--- begin LISTED ENTRIES ---
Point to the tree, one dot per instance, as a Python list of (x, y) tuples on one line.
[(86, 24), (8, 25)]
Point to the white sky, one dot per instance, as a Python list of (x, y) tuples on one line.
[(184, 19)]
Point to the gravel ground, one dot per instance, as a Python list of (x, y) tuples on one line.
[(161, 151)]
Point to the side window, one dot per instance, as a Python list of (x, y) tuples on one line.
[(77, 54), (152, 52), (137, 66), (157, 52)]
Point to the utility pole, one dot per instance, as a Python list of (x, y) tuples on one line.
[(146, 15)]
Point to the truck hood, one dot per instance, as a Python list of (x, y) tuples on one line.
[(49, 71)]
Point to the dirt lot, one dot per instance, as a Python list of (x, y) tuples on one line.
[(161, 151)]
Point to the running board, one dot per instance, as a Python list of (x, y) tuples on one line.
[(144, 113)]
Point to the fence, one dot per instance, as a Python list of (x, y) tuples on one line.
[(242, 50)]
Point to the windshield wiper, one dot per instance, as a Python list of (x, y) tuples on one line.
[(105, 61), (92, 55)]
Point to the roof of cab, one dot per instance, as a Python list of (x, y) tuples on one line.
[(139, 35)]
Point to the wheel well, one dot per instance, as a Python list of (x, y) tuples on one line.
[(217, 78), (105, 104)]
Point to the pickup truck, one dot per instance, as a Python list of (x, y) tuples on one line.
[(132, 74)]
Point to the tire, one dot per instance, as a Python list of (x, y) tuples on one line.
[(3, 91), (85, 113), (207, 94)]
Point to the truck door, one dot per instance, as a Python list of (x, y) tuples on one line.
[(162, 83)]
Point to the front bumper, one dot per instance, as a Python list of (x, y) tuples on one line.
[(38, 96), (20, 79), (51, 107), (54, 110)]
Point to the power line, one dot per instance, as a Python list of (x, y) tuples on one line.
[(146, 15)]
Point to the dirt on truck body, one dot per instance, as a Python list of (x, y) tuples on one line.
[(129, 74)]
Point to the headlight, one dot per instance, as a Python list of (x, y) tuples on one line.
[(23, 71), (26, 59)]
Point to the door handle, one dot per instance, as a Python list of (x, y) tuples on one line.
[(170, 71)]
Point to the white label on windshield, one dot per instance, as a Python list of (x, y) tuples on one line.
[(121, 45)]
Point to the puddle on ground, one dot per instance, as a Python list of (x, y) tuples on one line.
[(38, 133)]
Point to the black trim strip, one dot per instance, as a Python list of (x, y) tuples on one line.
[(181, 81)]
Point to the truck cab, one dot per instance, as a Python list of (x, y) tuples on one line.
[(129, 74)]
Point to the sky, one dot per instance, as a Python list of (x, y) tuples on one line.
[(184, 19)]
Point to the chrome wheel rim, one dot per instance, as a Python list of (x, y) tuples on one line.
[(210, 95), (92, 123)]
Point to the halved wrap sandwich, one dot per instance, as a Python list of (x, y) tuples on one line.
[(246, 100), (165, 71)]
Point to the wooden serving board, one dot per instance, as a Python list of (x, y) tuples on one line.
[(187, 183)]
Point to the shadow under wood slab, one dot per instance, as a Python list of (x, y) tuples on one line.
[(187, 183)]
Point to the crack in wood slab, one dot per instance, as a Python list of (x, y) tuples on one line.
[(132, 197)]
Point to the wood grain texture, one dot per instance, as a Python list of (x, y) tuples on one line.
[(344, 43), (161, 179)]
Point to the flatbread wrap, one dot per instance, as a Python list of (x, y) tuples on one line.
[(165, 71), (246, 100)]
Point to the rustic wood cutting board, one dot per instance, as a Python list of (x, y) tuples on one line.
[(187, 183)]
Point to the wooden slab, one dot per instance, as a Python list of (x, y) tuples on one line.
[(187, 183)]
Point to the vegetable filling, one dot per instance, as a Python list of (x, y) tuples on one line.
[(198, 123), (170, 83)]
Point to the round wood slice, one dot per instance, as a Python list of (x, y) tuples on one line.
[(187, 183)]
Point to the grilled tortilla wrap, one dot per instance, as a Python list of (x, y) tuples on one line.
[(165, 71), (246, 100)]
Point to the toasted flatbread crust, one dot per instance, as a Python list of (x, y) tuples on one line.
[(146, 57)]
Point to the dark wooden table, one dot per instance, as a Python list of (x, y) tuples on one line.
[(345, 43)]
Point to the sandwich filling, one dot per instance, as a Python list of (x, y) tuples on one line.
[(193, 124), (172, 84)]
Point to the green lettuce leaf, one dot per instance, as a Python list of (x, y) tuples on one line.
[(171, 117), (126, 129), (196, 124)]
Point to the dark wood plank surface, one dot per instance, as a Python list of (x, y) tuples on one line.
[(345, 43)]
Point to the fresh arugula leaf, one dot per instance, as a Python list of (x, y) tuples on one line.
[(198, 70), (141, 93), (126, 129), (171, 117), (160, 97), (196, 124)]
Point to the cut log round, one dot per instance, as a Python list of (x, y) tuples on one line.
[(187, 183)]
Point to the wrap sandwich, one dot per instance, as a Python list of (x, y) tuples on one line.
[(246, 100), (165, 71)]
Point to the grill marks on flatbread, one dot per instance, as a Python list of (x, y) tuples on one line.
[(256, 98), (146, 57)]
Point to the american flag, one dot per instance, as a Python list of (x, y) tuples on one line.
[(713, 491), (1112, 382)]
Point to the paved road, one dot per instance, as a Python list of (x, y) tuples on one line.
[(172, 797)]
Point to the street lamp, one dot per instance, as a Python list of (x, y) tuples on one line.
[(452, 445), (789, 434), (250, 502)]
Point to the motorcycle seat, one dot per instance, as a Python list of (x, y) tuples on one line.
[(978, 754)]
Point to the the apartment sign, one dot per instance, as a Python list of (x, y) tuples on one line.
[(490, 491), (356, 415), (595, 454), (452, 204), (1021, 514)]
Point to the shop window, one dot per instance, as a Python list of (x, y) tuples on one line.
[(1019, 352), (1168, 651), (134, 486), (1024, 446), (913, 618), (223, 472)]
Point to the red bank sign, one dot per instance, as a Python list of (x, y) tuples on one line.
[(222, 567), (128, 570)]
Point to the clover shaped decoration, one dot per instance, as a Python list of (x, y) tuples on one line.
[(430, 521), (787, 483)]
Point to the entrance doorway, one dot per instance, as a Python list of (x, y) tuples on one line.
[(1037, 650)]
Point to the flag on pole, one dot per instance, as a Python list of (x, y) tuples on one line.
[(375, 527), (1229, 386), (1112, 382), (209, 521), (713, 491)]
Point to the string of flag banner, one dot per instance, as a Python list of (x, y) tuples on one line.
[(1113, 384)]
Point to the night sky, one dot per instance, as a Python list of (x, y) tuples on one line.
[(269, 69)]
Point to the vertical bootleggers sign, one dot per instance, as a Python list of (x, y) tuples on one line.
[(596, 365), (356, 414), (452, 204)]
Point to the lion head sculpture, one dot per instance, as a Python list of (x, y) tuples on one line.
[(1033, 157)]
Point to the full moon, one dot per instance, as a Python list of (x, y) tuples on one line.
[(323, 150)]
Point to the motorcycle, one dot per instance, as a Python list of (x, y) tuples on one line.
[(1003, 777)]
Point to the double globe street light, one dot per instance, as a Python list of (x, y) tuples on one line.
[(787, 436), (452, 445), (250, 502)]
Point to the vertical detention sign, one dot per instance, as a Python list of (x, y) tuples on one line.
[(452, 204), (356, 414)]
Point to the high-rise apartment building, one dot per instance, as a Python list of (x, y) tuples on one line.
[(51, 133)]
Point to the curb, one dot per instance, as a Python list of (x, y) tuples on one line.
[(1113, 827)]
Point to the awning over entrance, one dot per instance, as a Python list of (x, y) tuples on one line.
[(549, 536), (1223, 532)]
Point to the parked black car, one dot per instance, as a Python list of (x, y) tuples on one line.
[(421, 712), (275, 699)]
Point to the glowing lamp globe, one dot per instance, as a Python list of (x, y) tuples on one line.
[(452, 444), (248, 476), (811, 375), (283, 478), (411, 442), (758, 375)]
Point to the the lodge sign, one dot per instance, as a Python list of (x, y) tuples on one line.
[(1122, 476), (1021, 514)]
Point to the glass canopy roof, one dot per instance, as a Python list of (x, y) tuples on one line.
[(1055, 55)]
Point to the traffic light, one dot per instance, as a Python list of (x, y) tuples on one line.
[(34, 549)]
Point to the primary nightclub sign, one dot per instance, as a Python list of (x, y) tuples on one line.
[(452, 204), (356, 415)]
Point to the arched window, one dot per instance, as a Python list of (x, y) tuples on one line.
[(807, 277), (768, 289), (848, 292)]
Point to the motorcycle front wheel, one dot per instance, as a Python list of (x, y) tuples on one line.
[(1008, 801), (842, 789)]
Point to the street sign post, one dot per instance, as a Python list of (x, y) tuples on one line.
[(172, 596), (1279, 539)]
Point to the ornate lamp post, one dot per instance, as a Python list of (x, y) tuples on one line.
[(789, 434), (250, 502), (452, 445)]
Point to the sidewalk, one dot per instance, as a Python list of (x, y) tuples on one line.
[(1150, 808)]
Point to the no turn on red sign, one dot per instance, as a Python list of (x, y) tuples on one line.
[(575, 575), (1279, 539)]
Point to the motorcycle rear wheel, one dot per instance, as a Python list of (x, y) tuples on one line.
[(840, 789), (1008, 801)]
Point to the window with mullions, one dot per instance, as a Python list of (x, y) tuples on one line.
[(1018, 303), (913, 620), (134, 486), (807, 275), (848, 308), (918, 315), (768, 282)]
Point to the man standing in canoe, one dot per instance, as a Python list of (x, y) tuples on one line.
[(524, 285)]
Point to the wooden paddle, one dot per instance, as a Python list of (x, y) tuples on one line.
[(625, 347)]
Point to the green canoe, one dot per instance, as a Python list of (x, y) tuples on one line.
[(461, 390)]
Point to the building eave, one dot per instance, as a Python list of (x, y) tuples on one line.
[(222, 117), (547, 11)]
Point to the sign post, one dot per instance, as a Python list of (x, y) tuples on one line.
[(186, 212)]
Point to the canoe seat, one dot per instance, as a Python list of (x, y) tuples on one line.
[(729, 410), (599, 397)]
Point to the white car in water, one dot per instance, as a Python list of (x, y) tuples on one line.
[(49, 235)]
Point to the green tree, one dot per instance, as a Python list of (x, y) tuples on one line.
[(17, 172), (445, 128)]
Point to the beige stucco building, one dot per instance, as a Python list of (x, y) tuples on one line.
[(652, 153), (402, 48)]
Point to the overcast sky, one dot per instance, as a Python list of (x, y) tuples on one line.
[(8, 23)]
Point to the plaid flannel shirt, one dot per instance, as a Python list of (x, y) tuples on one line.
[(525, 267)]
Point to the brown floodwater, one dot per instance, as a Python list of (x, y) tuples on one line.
--- end LISTED ENTRIES ---
Can you put the entries, starting at the first one and ending at the line containing "[(139, 35)]", into a two-column CSV with the header prompt_text,reply? Give one row per entry with its text and its answer, each in a single quoted field, and replace any line breaks with spaces.

prompt_text,reply
"Point to the tree, one dot per instance, as a Python list of (x, y) tuples on one line.","[(86, 24), (8, 25)]"
"Point to the white sky, one dot per instance, as a Python list of (x, y) tuples on one line.","[(184, 19)]"
"Point to the gravel ground, one dot per instance, as a Python list of (x, y) tuples on one line.","[(161, 151)]"
"Point to the side window, one dot per instance, as a Python list of (x, y) tuples on one line.","[(77, 54), (152, 52), (137, 66), (157, 52)]"
"Point to the utility pole, one dot per instance, as a Python list of (x, y) tuples on one line.","[(146, 15)]"
"Point to the truck hood, one dot per instance, as a Python list of (x, y) tuples on one line.","[(49, 71)]"
"Point to the dirt lot, one dot per instance, as a Python list of (x, y) tuples on one line.","[(161, 151)]"
"Point to the running board, one dot per instance, as a Python list of (x, y) tuples on one line.","[(144, 113)]"
"Point to the fence, one dot per instance, as a Python list of (x, y) tuples on one line.","[(242, 50)]"
"Point to the windshield wiper, one dot per instance, as a Python list of (x, y) tuples on one line.","[(105, 61), (92, 55)]"
"Point to the roof of cab, one dot per instance, as a Python list of (x, y) tuples on one line.","[(139, 35)]"